_VOS CONSIGNES_
1. Réécrivez le passage du texte sur le double héritage qui va des mots « Ce sont là des » jusqu'à « paraît très illusoire. » inclus, en changeant « loterie » en « tombola ».
2. D'après le texte sur le double héritage, quels sont les deux éléments qui nous constituent tous en tant qu'êtres humains ?

_TEXTE À LIRE_
== == ==
- Nous sommes avant tout un double héritage
Dans le premier billet de blog, je proposais de s’interroger sur les raisons pour lesquelles nous sommes musulmans. Le sujet étant vaste, il a été divisé en trois questions sous-jacentes. La première question, qu’on traite ici, demandait en substance : dans quelle mesure les religions ne sont-elles pas que des produits socio-culturels hérités ?
Ce concept d’héritage est assez intéressant et permet de faire la transition. En effet, il y a au moins deux éléments qui nous constituent tous en tant qu’êtres humains : le patrimoine génétique, héritage des brassages d’ADN qui nous viennent des parents ; et le patrimoine socio-culturel, qui nous vient des parents mais également des proches, de la société environnante, de la culture dans laquelle on baigne. Or, de ces deux éléments, nous n’en choisissons… aucun : nous naissons avec ce « double héritage » qui ne nous a pas demandé notre avis, et qui détermine/conditionne fortement notre couleur de peau, notre langue, notre culture, etc.
Ce sont là des choses tellement simples (basiques !), pensez-vous probablement. Pourtant, les quelques conclusions qu’on peut en tirer ne sont pas les choses les mieux partagées du monde. En effet, si on accepte cette prémisse, force est de constater que, en admettant qu’il existe une vérité universelle, rien, a priori, ne devrait nous conforter dans l’idée que c’est notre façon d’être et de vivre qui est supérieure à celles des autres. Plusieurs raisons à cela :
1° Il y a tant de groupes vivant sur cette terre, et depuis tellement longtemps, que la probabilité a priori que ma manière d’être et de vivre soit supérieure ou authentique est très faible. C’est une véritable loterie et compter dessus paraît très illusoire.
2° Comment décider des critères qui départagent les communautés et sociétés humaines et désignent celles qui sont le plus proche du bien, du beau, du vrai ? Chaque société comportant sa propre manière de répondre à cette question, il semble a priori impossible de partir de là pour prétendre apporter une réponse claire.
3° Quand bien même il existerait de tels critères, cela ne résout pas un problème essentiel : puisque ce que je suis (héritage génétique) et ma manière de vivre (héritage socio-culturel) sont des éléments sur lesquels je n’ai aucune prise à la naissance, puis-je vraiment me reposer dessus pour affirmer a priori la supériorité de ma civilisation, de ma religion, ma couleur de peau, l’histoire de mon peuple, ou tout autre chose ? Quel mérite tirer de quelque chose que l’on a pas choisi ?
== == ==
_DONNÉES EXTRAITES_

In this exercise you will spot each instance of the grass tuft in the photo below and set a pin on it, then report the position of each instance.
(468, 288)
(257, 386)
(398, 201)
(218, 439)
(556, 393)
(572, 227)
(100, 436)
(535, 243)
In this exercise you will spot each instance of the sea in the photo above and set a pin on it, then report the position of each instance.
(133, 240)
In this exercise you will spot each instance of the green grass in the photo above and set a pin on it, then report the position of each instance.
== == ==
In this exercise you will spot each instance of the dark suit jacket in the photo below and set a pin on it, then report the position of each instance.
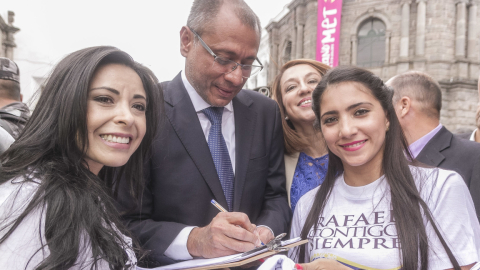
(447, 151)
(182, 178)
== == ==
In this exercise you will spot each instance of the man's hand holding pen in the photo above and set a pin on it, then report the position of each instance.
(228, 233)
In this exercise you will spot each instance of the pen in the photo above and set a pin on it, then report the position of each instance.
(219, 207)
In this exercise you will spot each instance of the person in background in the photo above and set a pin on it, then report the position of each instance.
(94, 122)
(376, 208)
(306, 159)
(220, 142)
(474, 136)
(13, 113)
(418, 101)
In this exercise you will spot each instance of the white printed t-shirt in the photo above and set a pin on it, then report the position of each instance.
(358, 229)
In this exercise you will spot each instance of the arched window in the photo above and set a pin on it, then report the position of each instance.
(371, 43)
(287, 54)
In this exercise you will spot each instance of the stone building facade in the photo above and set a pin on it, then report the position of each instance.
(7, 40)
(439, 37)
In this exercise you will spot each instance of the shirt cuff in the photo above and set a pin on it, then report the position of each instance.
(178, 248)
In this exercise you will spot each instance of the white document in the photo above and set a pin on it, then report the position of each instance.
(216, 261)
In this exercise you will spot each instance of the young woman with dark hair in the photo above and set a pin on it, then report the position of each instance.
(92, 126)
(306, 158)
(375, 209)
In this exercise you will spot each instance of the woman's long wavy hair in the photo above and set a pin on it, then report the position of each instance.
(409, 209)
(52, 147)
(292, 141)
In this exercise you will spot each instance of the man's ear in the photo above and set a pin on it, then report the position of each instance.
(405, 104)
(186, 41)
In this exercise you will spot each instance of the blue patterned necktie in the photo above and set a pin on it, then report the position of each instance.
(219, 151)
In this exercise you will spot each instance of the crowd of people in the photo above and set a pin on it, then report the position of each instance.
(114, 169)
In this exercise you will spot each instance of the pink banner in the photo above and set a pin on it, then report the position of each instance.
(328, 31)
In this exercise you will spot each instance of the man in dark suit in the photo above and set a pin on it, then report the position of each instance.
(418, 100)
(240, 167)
== == ==
_RÉSULTATS ATTENDUS_
1.
Ce sont là des choses tellement simples (basiques !), pensez-vous probablement. Pourtant, les quelques conclusions qu’on peut en tirer ne sont pas les choses les mieux partagées du monde. En effet, si on accepte cette prémisse, force est de constater que, en admettant qu’il existe une vérité universelle, rien, a priori, ne devrait nous conforter dans l’idée que c’est notre façon d’être et de vivre qui est supérieure à celles des autres. Plusieurs raisons à cela :
1° Il y a tant de groupes vivant sur cette terre, et depuis tellement longtemps, que la probabilité a priori que ma manière d’être et de vivre soit supérieure ou authentique est très faible. C’est une véritable tombola et compter dessus paraît très illusoire.

2. Le patrimoine génétique et le patrimoine socio-culturel.